(Extracted data entries)
=======
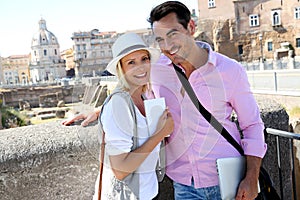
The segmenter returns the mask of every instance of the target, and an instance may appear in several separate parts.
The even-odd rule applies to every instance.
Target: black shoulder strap
[[[197,110],[202,114],[202,116],[241,154],[244,155],[243,148],[237,143],[237,141],[229,134],[229,132],[222,126],[222,124],[208,111],[198,100],[188,78],[185,73],[173,63],[176,74],[182,83],[185,91],[189,95],[191,101],[197,108]]]

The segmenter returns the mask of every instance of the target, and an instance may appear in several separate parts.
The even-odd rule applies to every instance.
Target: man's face
[[[161,51],[175,64],[188,60],[194,39],[190,31],[178,22],[175,13],[155,21],[153,32]]]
=======
- _Request_
Please render the entries above as a JSON list of strings, one string per line, with blank lines skipped and the pictures left out.

- _Completed task_
[
  "The segmenter returns the mask of every instance of the target, and an instance may appear in several separate parts.",
  "The even-odd rule applies to every instance.",
  "Target: black shoulder strap",
  "[[[197,110],[202,114],[202,116],[241,154],[244,155],[243,148],[237,143],[237,141],[229,134],[229,132],[222,126],[222,124],[208,111],[198,100],[188,78],[185,73],[173,63],[176,74],[182,83],[185,91],[189,95],[191,101],[197,108]]]",
  "The segmenter returns the mask of every instance of the target, and an instance may appear in several separate parts.",
  "The even-odd rule applies to every instance.",
  "Target: man's face",
  "[[[161,51],[175,64],[188,60],[194,39],[190,31],[178,22],[175,13],[155,21],[153,32]]]"
]